### Direction
Reproduce the lines from the first one up to and including the line with "260 259 329 271", copying each without change.

──────── Dataset content

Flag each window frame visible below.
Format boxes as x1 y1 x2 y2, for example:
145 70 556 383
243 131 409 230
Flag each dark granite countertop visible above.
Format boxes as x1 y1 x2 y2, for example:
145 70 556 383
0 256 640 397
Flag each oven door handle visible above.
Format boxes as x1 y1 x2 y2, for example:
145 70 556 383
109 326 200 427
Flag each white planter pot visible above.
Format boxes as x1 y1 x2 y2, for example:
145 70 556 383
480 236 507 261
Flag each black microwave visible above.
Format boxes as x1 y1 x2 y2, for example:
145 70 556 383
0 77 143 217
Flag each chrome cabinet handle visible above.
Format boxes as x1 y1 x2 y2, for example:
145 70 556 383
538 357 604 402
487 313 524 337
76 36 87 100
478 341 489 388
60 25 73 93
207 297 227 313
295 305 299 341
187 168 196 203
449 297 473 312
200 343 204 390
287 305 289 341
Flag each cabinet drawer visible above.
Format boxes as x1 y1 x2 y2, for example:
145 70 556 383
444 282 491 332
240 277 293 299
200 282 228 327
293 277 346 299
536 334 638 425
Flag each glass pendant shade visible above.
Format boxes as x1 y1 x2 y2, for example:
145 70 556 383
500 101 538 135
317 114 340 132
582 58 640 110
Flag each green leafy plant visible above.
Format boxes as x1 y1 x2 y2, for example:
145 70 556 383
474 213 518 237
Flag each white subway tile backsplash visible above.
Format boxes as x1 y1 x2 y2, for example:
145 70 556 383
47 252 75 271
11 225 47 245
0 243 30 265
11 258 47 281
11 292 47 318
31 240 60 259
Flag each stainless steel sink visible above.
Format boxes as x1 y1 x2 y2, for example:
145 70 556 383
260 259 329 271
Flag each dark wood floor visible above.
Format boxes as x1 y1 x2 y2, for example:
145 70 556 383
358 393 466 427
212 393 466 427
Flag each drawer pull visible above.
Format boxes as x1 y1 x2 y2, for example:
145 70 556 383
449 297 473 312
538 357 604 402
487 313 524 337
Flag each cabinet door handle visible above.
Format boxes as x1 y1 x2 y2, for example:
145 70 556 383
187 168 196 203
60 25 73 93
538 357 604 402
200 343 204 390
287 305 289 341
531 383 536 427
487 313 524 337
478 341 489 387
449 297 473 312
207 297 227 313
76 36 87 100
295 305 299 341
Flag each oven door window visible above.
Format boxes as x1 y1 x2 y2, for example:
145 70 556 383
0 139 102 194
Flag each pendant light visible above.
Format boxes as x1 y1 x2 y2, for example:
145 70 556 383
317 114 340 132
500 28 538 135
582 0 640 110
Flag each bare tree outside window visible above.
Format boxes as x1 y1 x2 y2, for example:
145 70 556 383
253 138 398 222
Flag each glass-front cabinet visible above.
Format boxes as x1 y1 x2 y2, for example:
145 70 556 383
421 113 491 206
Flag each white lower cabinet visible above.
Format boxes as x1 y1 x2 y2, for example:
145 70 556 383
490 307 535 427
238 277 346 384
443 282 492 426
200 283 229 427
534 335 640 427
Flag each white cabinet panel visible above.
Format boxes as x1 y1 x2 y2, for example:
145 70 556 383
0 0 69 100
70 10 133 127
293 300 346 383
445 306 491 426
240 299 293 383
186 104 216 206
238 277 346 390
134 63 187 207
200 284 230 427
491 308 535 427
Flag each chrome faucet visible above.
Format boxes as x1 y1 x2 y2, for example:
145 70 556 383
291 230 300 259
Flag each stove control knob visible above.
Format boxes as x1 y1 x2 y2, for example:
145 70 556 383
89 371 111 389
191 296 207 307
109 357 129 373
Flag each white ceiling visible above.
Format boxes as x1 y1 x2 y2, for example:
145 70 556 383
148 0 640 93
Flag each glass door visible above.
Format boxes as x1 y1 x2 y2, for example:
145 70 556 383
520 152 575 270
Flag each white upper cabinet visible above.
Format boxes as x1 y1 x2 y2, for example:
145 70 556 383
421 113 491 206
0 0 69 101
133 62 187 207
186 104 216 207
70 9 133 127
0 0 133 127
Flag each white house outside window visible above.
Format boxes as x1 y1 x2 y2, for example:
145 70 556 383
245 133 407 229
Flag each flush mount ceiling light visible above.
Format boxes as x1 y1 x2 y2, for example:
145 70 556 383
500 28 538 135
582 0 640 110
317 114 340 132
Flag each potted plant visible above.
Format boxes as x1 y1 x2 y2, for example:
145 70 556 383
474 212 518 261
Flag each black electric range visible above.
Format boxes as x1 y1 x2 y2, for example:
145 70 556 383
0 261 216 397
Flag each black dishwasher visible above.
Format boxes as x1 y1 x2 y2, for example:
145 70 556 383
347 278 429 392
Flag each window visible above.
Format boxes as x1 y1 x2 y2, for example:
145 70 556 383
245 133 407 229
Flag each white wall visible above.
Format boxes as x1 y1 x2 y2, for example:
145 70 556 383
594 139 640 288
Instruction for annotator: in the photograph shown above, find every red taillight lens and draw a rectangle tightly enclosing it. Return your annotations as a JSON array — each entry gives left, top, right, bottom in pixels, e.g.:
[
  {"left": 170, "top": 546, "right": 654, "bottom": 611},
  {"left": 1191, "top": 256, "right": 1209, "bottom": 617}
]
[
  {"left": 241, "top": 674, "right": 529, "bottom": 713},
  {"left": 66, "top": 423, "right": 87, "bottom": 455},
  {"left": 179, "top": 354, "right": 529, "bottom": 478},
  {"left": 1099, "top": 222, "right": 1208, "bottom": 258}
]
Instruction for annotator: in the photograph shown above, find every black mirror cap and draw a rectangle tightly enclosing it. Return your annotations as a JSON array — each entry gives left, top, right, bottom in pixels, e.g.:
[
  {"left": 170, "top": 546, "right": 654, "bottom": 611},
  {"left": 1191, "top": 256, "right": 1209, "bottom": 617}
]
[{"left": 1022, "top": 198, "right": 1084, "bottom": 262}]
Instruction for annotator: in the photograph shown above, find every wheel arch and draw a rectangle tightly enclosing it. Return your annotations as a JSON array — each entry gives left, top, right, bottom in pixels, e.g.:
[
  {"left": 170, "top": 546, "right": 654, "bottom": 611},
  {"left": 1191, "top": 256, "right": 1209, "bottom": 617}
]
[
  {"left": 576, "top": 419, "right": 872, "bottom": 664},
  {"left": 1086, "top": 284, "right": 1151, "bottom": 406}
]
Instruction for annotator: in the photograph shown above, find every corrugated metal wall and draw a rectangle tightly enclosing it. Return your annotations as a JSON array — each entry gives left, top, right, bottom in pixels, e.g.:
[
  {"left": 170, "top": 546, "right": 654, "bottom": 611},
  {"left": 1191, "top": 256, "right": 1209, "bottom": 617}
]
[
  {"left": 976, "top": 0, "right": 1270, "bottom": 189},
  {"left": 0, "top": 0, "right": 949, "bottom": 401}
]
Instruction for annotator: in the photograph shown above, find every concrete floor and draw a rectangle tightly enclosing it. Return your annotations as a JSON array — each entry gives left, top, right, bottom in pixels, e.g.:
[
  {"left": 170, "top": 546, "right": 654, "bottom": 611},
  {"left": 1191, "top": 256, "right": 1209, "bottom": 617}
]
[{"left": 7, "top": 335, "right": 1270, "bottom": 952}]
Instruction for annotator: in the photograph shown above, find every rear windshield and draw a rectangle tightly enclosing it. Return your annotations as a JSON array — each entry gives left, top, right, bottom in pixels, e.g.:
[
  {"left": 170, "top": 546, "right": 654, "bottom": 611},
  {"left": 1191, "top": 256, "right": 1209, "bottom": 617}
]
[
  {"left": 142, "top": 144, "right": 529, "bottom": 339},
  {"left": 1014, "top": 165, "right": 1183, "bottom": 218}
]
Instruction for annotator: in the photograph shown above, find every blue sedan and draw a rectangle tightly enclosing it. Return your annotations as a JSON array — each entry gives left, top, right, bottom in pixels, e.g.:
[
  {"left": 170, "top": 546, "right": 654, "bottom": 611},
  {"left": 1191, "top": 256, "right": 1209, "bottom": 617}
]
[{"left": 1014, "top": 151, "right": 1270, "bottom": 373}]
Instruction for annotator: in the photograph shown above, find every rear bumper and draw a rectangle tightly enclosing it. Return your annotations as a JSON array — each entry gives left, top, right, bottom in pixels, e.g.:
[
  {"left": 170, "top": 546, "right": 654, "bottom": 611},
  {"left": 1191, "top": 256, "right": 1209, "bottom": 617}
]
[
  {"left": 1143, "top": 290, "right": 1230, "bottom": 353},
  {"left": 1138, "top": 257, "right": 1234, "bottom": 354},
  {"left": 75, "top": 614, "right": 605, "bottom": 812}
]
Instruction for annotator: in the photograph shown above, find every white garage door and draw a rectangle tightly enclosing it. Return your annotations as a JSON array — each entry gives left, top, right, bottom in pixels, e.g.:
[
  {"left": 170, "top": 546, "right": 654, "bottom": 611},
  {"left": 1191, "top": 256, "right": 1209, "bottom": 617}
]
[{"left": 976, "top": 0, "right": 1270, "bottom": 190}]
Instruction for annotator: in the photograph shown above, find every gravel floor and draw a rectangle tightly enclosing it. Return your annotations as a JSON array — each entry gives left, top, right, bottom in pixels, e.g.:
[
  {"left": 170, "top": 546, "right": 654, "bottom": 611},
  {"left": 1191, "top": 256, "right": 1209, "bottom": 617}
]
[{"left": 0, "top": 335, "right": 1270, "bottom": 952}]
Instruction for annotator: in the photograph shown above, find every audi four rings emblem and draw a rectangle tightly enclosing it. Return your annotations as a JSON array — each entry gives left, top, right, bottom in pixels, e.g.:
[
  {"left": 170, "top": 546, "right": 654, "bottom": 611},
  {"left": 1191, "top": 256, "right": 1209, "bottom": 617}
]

────────────────

### Completed exercise
Flag each window frame visible below.
Format boxes as x1 y1 x2 y2, for example:
145 70 556 383
243 131 409 230
Flag each dark granite countertop visible above.
Format boxes as x1 y1 x2 y2, for example:
145 70 556 383
0 256 640 397
Flag each oven door handle visible above.
Format boxes as x1 y1 x2 y2, for example:
145 70 556 383
109 326 200 427
Flag each white planter pot visible above.
Format boxes as x1 y1 x2 y2, for example:
145 70 556 383
480 236 507 261
Flag each black microwave visible above.
Format boxes as x1 y1 x2 y2, for example:
145 70 556 383
0 77 143 217
Flag each chrome cabinet handle visible above.
Format boxes as x1 y1 x2 y2, for example:
145 70 556 383
538 357 604 402
487 313 524 337
76 36 87 100
478 341 489 388
60 25 73 93
207 297 227 313
295 305 299 341
187 168 196 203
449 297 473 312
200 343 204 390
287 305 289 341
Flag each cabinet drawer visible above.
Format boxes as x1 y1 x2 y2, for example:
145 70 556 383
444 282 491 332
240 277 293 299
200 282 228 327
293 277 346 299
536 334 638 425
Flag each glass pendant shade visible above.
Format boxes as x1 y1 x2 y2, for example:
145 70 556 383
500 101 538 135
317 114 340 132
582 58 640 110
Flag each green leafy plant visible above.
Format boxes as x1 y1 x2 y2, for example:
145 70 556 383
474 213 518 237
Flag each white subway tile backsplash visible above.
Format boxes as x1 y1 x2 y2, for example:
145 70 556 383
47 252 75 271
11 225 47 245
0 243 30 265
11 258 47 281
11 292 47 318
31 240 60 259
Flag each stainless steel sink visible above.
Format boxes as x1 y1 x2 y2, for example:
145 70 556 383
260 259 329 271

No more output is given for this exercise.